Every record below must be retyped exactly, with the pictures left out.
(Beginning of Task inputs)
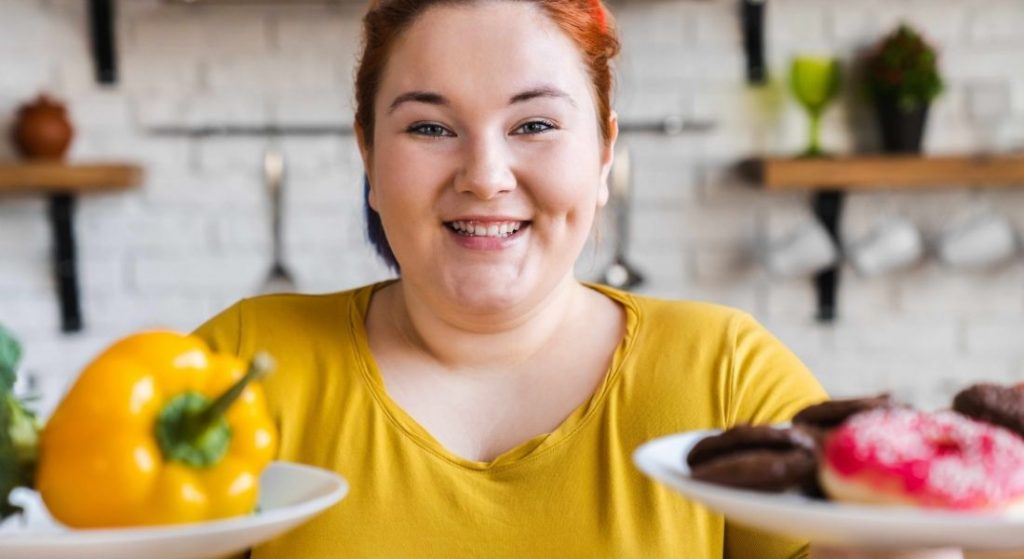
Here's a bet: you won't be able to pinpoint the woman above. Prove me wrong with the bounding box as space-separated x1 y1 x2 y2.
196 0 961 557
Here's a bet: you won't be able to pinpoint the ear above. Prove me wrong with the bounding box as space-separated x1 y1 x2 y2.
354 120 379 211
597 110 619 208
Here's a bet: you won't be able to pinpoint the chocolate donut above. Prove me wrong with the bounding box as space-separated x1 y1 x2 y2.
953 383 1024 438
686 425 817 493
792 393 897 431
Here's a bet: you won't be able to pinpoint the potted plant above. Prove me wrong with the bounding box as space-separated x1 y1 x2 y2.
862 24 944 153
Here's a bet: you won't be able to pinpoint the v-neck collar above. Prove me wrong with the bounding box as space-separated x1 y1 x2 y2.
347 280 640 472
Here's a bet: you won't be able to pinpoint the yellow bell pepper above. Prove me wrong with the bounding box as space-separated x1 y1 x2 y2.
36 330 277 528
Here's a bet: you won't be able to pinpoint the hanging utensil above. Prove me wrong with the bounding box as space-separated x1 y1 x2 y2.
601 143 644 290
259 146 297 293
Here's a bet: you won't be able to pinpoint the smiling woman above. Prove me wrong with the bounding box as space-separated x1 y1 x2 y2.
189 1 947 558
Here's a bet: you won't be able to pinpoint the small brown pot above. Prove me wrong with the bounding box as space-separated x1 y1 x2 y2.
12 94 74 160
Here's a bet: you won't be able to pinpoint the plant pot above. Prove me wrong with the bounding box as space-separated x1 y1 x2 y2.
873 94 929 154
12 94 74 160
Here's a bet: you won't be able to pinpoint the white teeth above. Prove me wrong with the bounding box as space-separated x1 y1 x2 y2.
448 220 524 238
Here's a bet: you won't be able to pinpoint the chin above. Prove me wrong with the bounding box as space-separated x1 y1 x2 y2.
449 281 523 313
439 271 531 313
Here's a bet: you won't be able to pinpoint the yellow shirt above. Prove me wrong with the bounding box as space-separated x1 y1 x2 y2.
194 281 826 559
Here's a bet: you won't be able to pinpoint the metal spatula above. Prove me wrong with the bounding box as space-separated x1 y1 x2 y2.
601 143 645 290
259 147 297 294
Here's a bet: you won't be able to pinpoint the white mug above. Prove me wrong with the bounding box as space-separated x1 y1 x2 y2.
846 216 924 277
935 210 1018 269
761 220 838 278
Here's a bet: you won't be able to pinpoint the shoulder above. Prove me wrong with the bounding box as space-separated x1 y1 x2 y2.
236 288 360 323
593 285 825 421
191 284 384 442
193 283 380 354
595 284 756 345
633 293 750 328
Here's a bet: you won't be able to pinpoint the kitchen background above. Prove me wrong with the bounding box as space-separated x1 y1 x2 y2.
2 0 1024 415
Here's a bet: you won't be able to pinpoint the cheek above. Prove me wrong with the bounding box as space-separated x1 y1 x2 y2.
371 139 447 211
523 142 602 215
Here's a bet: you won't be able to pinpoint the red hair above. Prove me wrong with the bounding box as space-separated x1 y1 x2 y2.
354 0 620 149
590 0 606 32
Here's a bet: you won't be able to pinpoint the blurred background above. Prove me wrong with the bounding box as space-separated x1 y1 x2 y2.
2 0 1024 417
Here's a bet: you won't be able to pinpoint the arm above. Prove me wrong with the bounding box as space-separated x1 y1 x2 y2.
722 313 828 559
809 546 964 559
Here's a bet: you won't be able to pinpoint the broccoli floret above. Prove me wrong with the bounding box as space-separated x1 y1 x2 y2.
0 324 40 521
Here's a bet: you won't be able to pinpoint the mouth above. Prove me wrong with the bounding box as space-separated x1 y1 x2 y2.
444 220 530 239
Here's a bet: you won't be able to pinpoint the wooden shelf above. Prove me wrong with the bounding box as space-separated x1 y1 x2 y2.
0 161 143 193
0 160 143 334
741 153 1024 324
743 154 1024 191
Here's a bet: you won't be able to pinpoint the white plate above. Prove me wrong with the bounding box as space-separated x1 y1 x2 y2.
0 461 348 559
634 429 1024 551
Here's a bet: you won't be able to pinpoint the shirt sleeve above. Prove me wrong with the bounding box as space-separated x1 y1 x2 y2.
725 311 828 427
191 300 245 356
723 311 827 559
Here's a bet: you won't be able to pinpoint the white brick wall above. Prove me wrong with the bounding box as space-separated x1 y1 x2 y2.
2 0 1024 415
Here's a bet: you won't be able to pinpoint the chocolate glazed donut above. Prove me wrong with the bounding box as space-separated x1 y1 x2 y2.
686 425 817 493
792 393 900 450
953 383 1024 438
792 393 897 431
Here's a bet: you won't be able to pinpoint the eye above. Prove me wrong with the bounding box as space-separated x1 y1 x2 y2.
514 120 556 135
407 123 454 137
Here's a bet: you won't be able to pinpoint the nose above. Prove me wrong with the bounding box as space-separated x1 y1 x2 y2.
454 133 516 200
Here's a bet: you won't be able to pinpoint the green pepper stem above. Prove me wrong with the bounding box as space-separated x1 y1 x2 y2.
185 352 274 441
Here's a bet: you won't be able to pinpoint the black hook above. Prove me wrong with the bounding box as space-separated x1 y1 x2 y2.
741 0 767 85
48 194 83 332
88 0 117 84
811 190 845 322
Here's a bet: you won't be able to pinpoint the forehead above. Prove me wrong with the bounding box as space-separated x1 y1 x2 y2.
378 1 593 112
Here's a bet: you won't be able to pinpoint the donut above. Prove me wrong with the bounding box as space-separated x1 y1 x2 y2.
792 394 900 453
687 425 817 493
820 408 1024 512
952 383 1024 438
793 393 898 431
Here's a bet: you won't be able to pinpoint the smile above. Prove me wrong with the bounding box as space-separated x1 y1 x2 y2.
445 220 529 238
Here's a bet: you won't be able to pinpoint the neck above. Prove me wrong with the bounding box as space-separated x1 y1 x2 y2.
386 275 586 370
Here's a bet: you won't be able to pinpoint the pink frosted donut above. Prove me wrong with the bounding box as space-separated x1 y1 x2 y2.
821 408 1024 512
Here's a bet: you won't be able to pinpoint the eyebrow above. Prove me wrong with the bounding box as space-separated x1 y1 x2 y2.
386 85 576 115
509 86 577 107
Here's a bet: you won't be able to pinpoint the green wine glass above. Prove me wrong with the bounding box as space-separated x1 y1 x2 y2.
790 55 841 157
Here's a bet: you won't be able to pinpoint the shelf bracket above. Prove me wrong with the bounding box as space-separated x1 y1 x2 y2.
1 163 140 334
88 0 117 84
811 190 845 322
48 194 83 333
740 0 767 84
(End of Task inputs)
Written reply:
Here's a bet: you won't be able to pinpoint the woman above. Prove me wrong with the bounding box as space-separated x1 y1 x2 y2.
196 0 961 557
Here's a bet: you won't be able to pinpoint the ear above. Prove me wrong with the bounding box as space-separated x1 y1 x2 y2.
354 120 379 211
597 110 619 208
Here's a bet: you won't be able to pinpoint the chocolate donut above. Prove me wrong with the bounding box as space-separated x1 y1 x2 y2.
953 383 1024 438
686 425 817 493
792 393 897 431
Here's a bet: you won't be able to pinpoint the potted plant above. Prove me wrong with the bounding box as space-separated x1 y1 x2 y2.
862 24 944 153
Here's a bet: you won't be able to pinpoint the v-neck collar above. Prove me wrong with the bounding box as space-separated x1 y1 x2 y2.
347 280 640 472
Here's a bet: you won't be able to pinpoint the yellow bell pepper above. Prove me wrong with the bounding box as space-separated x1 y1 x2 y2.
36 330 277 528
Here's a bet: you won't be able to pinpoint the hanging utensil above. Prove me wrong with the bounding box as space-separated x1 y1 x2 y2.
601 143 644 290
259 146 297 293
Here's a bet: you won't be able to pinpoint the smiling woman above. Prove me wrong with the bounding box as space-separated x1 y1 x2 y2.
189 1 947 558
Here's a bet: you won't be able to pinpoint the small brown pot above. Prove me wrong with the bounding box as space-separated x1 y1 x2 y2.
12 94 74 160
Here's a bet: you won't be able to pinpoint the plant pot above. Prove me wrong with the bounding box as space-separated x1 y1 x2 y2.
873 94 929 154
12 94 74 160
Here's a bet: you won't be able to pinpoint the white teeth above. Prove me wrong with the bounding box as space-separated x1 y1 x2 y2.
448 220 524 238
Here's a bet: you won't be able to pinpoint the chin above. Prove me wrong with the bounding box as space-separated x1 y1 x2 y2.
449 281 523 313
439 271 531 313
Here's a bet: you won't be able to pinpoint the yellow shirt above. Prove me wrong with the bounding box as space-separated x1 y1 x2 y2.
194 281 826 559
Here's a bet: you won't be able to pinpoint the metal spatula above. Prove me wrong with the bounding box as space-separated x1 y1 x2 y2.
601 143 645 290
259 147 297 294
Here's a bet: you won't be able to pinpoint the white mug above. Prove me wrong with the bounding box as space-separated x1 y1 x2 y2.
846 216 924 277
935 210 1018 269
761 220 838 278
Here's a bet: you won't be able to pinpoint the shoulder above. Prove me wrong with the bounding box as space-separated x1 y1 x2 y2.
236 288 360 323
593 285 825 421
191 284 384 442
193 283 380 354
595 284 756 345
633 293 750 328
Here's a bet: you won't be able to pinpoint the kitchen background above. Prove me wrong with the bounding box as space-separated x1 y1 x2 y2.
2 0 1024 415
Here's a bet: you won't be able to pinpoint the cheek above. Prove me wrong with the bounding box as space-separated x1 y1 x2 y2.
371 139 447 211
523 142 602 215
Here's a bet: you won't be able to pinpoint the red hair above. Prove me wrong with the bounding box as space-separated x1 y1 x2 y2.
354 0 620 149
590 0 606 32
Here's a bet: you won't be able to pinpoint the blurred background above. Prove me wrong with the bounding box as space-separated x1 y1 x2 y2.
2 0 1024 417
Here's a bet: you won't be able to pinpoint the arm above. Prove me wrong with the bounding box as space-separated x1 y1 x2 y2.
722 313 828 559
809 546 964 559
Here's a bet: you won't be able to pinpoint the broccoli floret above. Prove me wrong with the bounding box as space-separated x1 y1 x2 y2.
0 324 40 521
Here's a bet: you won't be able to pinpoint the mouth above. Prove me wrong with the bounding box as space-separated x1 y1 x2 y2.
444 220 530 239
Here's a bet: you won't be able to pinpoint the wooden shelf above. Prove me wrong with the bounding box as space-separated x1 y1 x2 y2.
0 161 143 193
0 160 143 334
741 153 1024 324
743 154 1024 191
Here's a bet: you won't be able to pinpoint the white plate above. Prove me wrong with the bounding box as space-separated x1 y1 x2 y2.
0 461 348 559
634 429 1024 551
Here's a bet: you won't be able to pinpoint the shirt sleeve above. Prove me wrong with the bounding box as space-separated x1 y1 x2 y2.
725 311 828 427
191 300 245 356
723 311 827 559
Here's a bet: you won't be able to pinpoint the white brick wall above. Prove me wrong with the bounding box as space-separated x1 y1 x2 y2.
2 0 1024 415
Here's a bet: you won't be able to pinpoint the chocolate glazed donut above. Prove me wrong with the bounding box as space-separated x1 y1 x2 y2.
686 425 817 493
792 393 900 450
953 383 1024 438
792 393 897 431
Here's a bet: you won't be able to pinpoint the eye above. Prove me wrong with the bounding box as space-separated x1 y1 x2 y2.
514 120 556 135
407 123 454 137
Here's a bet: you won't be able to pinpoint the nose above. Prove me wrong with the bounding box as space-separated x1 y1 x2 y2.
454 133 516 200
Here's a bet: you won't be able to pinpoint the green pepper stem above. Prove me wrong with the bounding box as space-separated x1 y1 x2 y2.
185 352 274 441
Here's a bet: you won't be able to pinpoint the black hook above. Prove me wrong with the bounding box as space-separated x1 y1 x2 y2.
741 0 767 85
48 194 83 332
88 0 117 84
811 190 845 322
Here's a bet: you won't be able to pinpoint the forehead above. Prove me wrong with the bounding box as space-separated x1 y1 x2 y2.
378 1 593 112
Here's a bet: you won't be able to pinpoint the donut above. Prove me wrong with the bounding box as space-separated x1 y1 x2 y2.
792 394 900 453
687 425 817 493
820 408 1024 512
952 383 1024 438
793 393 898 431
Here's a bet: you won't be able to pinpoint the smile above. Prove me wrong with the bounding box as space-separated x1 y1 x2 y2.
445 220 529 238
Here's a bet: you won't be able to pinpoint the neck above. Prove me wrong with the bounding box as space-separated x1 y1 x2 y2.
386 275 586 370
Here's a bet: you won't be able to pinpoint the pink frosted donut above. Prove me wrong with the bounding box as space-separated x1 y1 x2 y2.
821 408 1024 512
Here's a bet: you won't be able to pinpoint the eyebrow above. Prove me wrong with the bounding box as space-separated x1 y1 x2 y2.
386 85 576 115
509 86 577 107
Here's a bet: you won't be able to pinpoint the green wine glass above. Prove me wrong with the bounding box as space-separated x1 y1 x2 y2.
790 55 841 157
Here's a bet: you won't be able to pinpoint the shelf bracket above. Prove me wrong with the bounding box as space-separated x1 y1 x2 y2.
1 163 140 334
88 0 117 84
811 190 845 322
48 194 83 333
740 0 767 84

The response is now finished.